_TEXT SECTION_.

>> begin

The legacy of striving

The state of striving is a curious one to be in. For, while many of us lean on the definition of the term meaning ‘try’, it actually means to argue, to contend; ultimately, to ‘resist‘.

Indeed, the word ‘try‘ itself means to attempt to do, it doesn’t mean do. This is likely why the word contains failure. If you hypnotise someone to try to do something, they will never achieve it. (I believe I learned that from hypnotist Miriam Castilla.)

I learned recently that I’ve been striving my entire life. That striving is a legacy from my parents, and that this has affected my ability to achieve my dreams. Tellingly, it’s affected my willingness to work on my dreams. It’s been a deep, long-seated blocker against creativity. Since unearthing this taproot, I’ve experienced an outpouring of creative activity and a willingness to treat myself nicely.

The stillness that has emerged has been refreshing. No longer do I feel the immense weight of stuff hanging over my shoulders. More often am I able to experience the fullness of standing. To feel the expansion of this body that I inhabit. To be in the world in a way that allows me to experience the world rather than the emotions and thoughts arising as a result of it.

Today I realised that it’s been forever since I’ve written anything for myself that hasn’t been part of The Artist’s Way, which I’m re-doing with a group of fellow creatives. There is a lot of writing, reflection, activity, thinking, talking, discussing built into that recovery program. Working alongside creatives to do it is powerful, too. Together, we discover similarities, probe our sore spots, experience other people’s torches shining on limitations that we refuse to see. Because the group is built on mutual trust, respect, and love for who we truly are, there is no ill-will about seeing these wounds or being called out on our bullshit. You can do The Artist’s Way alone, and I have. But in a group it is communal in way that I’ve previously only experienced in communities centred on spirituality or God; communities that baffled me with their genuine ‘all-in’ on belief. Now I get it.

Then when I experienced a little serendipity, by way of an email pointing to this article in The Marginalia, I took a breath. I felt urged to write, so here I am.

That article is part of a series titled The Unphotographable. This focus on nature is deeply at the heart of what I’m being called to write. It’s at the heart of where I’ve been blocked. Desiring to write a thing, I have been having creative tantrums about the thing and thus not writing.

It’s because I preferred striving.

I preferred striving, I realise now. I preferred the feeling of striving to the feeling of doing, because my parents believe that achieving dreams (or investing, or being a successful landlord, or being an artist, or doing the thing your soul calls you to do) is something that other people do. I grew up seeded with this belief. I’ve lived my entire life subconsciously playing out this belief. The result has been that the feeling of striving meets my parents’ standards for hard work without the end result that might make them envious, and thus, damage our relationship.

Fucked up, isn’t it.

It’s so fucked up how we damage ourselves and our families without even realising. It’s so fucked up that I have no problem letting it go and coming back to a worshipful engagement of myself as creator. As soon as I began this process, the gates unlocked and poetry–beautiful, flowing poetry–flowed again.

With it, serendipitous reading showing me that there are multitudes of others, all equally steeped in the natural world. All called to write their experiences of phenomena like rain.

>> end

_PARTS OF THE EXERCISE_.
- a) In the essay on striving, which program is the writer re-doing with a group of fellow creatives?
- b) Restate the essay on striving, starting at "That article is" and ending at "damage our relationship.", and rename "tantrums" as "standoffs".
The data that comes next has no connection to the essay on striving.

_DATA ENTRIES_.
>> begin

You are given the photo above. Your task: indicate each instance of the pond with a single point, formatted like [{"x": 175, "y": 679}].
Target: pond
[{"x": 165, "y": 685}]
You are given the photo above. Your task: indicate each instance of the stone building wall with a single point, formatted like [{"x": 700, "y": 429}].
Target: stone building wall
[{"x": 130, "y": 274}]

>> end
>> begin

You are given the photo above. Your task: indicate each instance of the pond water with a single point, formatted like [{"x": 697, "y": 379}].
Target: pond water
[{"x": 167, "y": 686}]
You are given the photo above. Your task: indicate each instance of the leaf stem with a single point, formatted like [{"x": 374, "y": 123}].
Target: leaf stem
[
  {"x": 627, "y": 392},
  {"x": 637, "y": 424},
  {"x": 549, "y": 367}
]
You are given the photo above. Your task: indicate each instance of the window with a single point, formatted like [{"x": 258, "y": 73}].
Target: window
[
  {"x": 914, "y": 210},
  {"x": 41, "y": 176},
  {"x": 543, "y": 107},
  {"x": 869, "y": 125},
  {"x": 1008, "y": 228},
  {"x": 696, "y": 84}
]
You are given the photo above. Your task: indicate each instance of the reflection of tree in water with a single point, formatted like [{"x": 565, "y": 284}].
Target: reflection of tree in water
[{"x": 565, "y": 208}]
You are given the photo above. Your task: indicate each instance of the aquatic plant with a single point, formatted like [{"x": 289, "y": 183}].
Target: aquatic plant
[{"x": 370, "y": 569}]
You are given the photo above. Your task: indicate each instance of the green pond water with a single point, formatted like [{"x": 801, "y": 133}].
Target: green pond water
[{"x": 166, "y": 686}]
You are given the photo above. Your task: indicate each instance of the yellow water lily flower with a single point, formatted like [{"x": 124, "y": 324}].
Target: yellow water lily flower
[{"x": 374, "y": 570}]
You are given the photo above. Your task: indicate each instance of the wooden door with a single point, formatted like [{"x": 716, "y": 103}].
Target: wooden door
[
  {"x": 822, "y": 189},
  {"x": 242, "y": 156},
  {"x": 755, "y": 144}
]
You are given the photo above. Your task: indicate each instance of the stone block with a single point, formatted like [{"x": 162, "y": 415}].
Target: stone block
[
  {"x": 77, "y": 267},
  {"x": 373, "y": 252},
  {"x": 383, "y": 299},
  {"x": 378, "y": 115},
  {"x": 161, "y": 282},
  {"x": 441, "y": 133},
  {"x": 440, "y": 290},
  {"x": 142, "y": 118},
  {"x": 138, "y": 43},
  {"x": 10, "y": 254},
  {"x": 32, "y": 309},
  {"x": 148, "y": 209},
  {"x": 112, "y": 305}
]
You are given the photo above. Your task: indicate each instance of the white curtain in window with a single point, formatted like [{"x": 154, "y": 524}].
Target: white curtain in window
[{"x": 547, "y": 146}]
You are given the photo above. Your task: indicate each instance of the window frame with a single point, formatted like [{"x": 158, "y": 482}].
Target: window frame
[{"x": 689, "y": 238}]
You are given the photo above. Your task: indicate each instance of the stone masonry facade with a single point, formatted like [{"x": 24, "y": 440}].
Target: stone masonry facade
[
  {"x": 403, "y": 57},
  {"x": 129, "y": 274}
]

>> end
>> begin

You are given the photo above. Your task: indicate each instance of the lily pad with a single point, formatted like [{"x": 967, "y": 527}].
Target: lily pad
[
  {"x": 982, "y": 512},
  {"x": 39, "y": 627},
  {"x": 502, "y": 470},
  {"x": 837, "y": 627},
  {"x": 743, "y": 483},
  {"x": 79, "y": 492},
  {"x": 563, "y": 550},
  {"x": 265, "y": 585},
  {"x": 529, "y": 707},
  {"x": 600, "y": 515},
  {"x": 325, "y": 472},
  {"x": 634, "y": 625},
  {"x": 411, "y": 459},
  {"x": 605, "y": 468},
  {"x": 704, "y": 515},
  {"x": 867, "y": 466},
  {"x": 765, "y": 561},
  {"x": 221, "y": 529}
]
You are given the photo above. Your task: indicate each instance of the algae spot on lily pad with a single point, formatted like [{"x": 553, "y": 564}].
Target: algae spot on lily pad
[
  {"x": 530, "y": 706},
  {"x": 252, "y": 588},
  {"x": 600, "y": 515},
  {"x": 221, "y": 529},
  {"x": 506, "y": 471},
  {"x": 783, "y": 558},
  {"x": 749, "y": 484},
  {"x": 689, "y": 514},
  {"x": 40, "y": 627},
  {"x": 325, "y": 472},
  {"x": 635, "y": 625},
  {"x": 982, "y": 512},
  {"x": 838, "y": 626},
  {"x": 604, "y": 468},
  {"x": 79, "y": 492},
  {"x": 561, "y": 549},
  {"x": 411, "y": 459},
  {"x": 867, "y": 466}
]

>> end

_COMPLETED EXERCISE_.
- a) The Artist’s Way.

- b)
That article is part of a series titled The Unphotographable. This focus on nature is deeply at the heart of what I’m being called to write. It’s at the heart of where I’ve been blocked. Desiring to write a thing, I have been having creative standoffs about the thing and thus not writing.

It’s because I preferred striving.

I preferred striving, I realise now. I preferred the feeling of striving to the feeling of doing, because my parents believe that achieving dreams (or investing, or being a successful landlord, or being an artist, or doing the thing your soul calls you to do) is something that other people do. I grew up seeded with this belief. I’ve lived my entire life subconsciously playing out this belief. The result has been that the feeling of striving meets my parents’ standards for hard work without the end result that might make them envious, and thus, damage our relationship.